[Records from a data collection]

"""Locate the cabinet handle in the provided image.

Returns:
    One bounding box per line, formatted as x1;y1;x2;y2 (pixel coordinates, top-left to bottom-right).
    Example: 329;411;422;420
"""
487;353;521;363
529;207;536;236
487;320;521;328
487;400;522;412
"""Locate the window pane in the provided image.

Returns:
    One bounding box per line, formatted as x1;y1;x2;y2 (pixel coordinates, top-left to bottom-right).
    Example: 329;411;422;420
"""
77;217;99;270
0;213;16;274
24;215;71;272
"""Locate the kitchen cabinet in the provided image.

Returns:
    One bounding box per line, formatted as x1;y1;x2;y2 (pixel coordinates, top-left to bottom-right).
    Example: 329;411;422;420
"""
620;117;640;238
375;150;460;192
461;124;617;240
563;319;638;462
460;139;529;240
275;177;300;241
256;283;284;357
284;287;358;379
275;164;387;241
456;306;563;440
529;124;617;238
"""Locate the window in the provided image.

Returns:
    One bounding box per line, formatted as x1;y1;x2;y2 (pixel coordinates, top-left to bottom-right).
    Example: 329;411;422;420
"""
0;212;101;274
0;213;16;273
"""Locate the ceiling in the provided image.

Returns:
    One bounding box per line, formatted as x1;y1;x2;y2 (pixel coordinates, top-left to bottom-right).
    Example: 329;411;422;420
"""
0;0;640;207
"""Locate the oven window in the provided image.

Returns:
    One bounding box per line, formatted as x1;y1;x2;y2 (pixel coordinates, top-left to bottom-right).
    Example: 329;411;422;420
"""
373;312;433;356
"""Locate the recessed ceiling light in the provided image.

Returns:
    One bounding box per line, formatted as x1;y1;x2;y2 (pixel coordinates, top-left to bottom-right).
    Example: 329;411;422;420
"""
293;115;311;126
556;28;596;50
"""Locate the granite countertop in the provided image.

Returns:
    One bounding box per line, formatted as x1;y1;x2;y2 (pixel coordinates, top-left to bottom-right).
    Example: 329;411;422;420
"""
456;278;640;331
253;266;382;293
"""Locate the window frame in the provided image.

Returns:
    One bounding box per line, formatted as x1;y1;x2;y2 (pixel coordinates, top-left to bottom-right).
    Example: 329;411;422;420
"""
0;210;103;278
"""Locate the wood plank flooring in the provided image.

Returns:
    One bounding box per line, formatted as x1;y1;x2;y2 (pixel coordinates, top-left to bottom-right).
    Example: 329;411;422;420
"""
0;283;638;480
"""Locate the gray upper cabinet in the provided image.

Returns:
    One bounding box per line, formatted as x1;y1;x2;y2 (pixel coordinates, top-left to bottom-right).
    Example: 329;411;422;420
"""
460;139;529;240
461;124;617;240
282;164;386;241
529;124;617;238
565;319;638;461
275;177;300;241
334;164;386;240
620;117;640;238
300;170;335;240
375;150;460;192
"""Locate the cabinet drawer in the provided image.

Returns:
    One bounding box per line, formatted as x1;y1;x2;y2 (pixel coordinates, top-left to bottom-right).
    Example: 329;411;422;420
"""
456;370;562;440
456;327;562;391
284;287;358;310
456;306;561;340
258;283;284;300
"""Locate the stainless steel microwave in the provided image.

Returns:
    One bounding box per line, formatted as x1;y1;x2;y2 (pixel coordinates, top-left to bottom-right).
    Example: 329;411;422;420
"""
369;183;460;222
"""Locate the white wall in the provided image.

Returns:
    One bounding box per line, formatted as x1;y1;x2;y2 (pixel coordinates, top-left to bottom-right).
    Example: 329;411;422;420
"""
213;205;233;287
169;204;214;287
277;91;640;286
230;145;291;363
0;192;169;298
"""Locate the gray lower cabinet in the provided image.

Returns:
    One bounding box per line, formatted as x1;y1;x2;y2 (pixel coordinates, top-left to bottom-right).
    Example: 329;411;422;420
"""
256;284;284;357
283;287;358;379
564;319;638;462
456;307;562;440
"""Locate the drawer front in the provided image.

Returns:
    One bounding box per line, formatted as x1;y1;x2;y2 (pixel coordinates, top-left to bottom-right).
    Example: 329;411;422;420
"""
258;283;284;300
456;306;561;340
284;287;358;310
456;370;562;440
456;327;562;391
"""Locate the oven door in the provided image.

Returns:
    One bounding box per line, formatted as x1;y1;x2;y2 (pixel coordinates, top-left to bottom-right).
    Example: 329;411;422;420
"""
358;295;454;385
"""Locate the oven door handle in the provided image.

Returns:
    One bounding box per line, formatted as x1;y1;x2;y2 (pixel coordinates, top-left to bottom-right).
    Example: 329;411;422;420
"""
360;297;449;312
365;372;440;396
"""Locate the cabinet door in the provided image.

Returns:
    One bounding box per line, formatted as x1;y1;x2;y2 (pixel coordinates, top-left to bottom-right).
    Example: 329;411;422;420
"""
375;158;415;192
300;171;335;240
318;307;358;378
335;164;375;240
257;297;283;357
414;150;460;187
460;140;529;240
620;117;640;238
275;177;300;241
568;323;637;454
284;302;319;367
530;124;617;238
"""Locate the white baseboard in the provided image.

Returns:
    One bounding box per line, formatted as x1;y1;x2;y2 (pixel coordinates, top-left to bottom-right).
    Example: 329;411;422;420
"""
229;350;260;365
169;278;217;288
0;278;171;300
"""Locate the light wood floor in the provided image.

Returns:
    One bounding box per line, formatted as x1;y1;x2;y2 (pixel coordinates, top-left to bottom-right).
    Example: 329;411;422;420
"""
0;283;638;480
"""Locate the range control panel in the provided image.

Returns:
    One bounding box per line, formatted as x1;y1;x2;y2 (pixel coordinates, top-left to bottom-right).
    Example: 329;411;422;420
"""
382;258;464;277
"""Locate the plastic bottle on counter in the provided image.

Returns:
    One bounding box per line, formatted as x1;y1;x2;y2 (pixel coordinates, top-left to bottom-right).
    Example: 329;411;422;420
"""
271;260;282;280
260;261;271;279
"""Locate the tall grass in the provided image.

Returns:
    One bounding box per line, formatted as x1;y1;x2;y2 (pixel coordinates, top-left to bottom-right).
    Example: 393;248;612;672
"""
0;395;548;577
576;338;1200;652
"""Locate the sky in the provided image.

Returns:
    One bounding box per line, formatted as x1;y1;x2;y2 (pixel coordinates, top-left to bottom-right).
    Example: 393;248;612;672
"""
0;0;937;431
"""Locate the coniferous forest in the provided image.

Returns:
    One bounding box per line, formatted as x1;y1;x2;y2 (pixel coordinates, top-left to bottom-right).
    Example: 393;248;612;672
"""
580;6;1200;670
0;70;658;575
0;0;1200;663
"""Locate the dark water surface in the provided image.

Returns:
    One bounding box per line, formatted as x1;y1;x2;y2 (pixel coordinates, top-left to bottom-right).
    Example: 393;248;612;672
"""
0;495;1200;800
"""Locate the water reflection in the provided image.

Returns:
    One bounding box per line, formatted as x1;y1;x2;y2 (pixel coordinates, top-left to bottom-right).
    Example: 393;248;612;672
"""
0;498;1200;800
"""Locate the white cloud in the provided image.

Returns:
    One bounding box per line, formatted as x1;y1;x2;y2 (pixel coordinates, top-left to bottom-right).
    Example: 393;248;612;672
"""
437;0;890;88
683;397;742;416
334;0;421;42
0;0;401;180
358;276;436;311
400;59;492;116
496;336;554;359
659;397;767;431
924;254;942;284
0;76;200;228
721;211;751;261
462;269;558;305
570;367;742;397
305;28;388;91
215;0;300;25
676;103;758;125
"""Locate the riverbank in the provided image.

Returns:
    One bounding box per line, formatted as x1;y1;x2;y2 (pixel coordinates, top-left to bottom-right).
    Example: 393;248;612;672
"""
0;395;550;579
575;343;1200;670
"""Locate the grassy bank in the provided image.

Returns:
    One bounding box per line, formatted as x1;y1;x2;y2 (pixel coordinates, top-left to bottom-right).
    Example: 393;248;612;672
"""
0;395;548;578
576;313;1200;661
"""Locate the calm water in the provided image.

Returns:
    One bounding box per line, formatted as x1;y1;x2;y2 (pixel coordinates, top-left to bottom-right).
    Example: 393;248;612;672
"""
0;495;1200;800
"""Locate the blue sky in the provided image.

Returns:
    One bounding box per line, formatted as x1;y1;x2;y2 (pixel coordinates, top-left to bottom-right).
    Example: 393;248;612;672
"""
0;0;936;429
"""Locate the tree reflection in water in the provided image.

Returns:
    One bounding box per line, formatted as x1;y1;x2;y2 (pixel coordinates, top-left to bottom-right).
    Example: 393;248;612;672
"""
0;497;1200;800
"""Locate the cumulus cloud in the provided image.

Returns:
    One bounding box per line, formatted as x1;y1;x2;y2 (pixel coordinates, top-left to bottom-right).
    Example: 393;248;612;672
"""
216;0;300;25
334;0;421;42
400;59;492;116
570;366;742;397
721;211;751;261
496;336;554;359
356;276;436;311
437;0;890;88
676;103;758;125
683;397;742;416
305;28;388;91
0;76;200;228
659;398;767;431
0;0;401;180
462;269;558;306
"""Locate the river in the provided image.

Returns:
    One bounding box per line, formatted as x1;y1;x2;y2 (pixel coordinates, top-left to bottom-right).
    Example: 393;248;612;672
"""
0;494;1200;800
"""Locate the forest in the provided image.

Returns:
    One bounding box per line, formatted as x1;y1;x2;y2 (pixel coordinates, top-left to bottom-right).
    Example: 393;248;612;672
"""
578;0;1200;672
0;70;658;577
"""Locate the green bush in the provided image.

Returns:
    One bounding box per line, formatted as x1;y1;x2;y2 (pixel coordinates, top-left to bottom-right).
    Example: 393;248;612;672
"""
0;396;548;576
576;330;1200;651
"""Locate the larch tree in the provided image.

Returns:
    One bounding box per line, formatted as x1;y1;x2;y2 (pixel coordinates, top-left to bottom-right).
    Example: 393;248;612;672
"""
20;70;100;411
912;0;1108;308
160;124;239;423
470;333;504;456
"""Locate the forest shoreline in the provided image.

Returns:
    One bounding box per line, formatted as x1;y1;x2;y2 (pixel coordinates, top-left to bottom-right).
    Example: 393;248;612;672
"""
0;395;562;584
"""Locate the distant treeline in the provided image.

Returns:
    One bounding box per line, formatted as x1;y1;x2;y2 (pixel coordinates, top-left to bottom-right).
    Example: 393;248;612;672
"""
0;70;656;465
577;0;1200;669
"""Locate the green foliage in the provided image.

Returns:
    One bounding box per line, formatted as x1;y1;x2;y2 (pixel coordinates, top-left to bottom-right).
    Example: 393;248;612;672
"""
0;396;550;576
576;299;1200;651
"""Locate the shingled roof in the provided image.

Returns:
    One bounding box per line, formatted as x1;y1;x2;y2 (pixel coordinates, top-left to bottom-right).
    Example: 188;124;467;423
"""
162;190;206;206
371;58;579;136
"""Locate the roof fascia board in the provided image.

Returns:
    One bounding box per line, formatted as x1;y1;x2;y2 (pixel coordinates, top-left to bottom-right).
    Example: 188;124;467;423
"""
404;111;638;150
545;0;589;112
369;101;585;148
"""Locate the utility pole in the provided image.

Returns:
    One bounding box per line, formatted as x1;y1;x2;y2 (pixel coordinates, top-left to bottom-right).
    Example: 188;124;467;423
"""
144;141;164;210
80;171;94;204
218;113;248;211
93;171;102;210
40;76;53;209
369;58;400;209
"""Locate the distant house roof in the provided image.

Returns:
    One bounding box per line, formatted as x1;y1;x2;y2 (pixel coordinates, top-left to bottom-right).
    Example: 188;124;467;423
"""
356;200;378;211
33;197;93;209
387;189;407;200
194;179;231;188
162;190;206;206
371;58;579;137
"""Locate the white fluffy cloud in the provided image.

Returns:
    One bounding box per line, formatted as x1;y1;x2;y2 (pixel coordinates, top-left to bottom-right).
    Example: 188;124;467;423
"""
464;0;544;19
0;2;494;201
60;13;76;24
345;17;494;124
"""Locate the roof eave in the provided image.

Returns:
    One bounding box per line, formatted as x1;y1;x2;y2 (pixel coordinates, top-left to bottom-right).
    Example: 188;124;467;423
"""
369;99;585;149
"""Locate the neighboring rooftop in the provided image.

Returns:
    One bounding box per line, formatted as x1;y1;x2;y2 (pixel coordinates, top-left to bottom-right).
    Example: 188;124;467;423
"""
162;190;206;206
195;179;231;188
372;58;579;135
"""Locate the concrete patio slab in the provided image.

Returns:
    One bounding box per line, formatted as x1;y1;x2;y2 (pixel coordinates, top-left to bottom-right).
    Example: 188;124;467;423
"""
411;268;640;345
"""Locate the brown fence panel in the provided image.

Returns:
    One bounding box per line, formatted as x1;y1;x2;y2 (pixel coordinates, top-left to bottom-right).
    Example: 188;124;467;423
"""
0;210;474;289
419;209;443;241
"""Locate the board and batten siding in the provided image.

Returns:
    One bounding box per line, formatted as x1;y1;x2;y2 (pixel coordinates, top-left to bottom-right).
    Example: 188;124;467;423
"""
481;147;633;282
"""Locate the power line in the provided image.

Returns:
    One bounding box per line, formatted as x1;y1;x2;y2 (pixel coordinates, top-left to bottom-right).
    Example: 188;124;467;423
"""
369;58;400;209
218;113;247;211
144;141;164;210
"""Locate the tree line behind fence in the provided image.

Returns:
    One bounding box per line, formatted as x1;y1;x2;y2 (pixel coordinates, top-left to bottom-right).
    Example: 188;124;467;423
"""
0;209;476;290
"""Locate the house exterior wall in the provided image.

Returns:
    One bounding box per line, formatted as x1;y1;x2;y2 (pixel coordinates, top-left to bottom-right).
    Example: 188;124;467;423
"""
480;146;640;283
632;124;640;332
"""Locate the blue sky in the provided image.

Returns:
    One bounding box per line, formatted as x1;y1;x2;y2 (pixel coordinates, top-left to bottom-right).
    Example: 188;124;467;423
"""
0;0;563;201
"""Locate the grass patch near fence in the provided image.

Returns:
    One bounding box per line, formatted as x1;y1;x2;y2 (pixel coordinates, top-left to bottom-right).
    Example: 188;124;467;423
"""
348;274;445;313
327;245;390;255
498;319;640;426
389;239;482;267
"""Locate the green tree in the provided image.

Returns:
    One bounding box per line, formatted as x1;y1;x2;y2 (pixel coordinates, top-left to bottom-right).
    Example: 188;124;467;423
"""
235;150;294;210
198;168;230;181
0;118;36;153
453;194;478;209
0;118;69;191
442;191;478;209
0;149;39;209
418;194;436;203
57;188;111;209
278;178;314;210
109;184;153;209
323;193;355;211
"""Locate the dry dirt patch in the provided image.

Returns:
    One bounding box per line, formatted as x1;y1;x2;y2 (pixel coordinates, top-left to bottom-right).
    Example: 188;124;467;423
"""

__Stated task__
Write out every line from the start of the items up to and including the line with "556;28;596;50". Please increase each bounding-box coordinate in the answers by 4 and leave all other text unchanged.

__Exercise response__
"""Locate the cabinet handle in the provided image.

Returns:
    One bounding box per line, formatted as x1;y1;x2;y2 (pixel coordinates, top-left to bottom-right).
    Example: 329;411;422;420
"""
491;357;525;367
533;211;540;240
491;324;525;332
491;404;526;416
"""Locate the window pane in the provided image.

Returns:
    One bounding box per line, formatted as x1;y1;x2;y2 (pixel coordinates, top-left to bottom-right).
    Example: 329;411;422;420
"""
81;221;103;274
4;217;20;278
28;219;75;276
"""Locate the kitchen cabinet in the provided image.

Returns:
    One bounding box per line, formatted as x1;y1;x2;y2 (pixel coordinates, top-left to bottom-right).
    Example: 329;411;422;420
"""
624;121;644;242
379;154;464;196
465;128;621;244
567;323;642;466
464;143;533;244
279;181;304;245
260;287;288;361
288;291;362;383
279;168;391;245
460;310;567;444
533;128;621;242
"""Locate the window in the provided image.

Returns:
    One bounding box per line, formatted as x1;y1;x2;y2 (pixel coordinates, top-left to bottom-right).
    Example: 329;411;422;420
"""
4;216;105;278
4;217;20;277
"""Locate the ceiling in the provided image.

Returns:
    One bounding box per line, formatted as x1;y1;x2;y2 (pixel coordinates, top-left to bottom-right).
    Example: 329;411;422;420
"""
4;4;644;211
"""Locate the oven window in the provided image.

Returns:
    One bounding box per line, formatted as x1;y1;x2;y2 (pixel coordinates, top-left to bottom-right).
    Example: 329;411;422;420
"""
377;316;437;360
"""Locate the recessed ceiling light in the provided image.

Returns:
    One bounding box per line, formatted as x1;y1;x2;y2 (pixel coordinates, top-left to bottom-right).
    Example: 329;411;422;420
"""
297;119;315;130
560;32;600;54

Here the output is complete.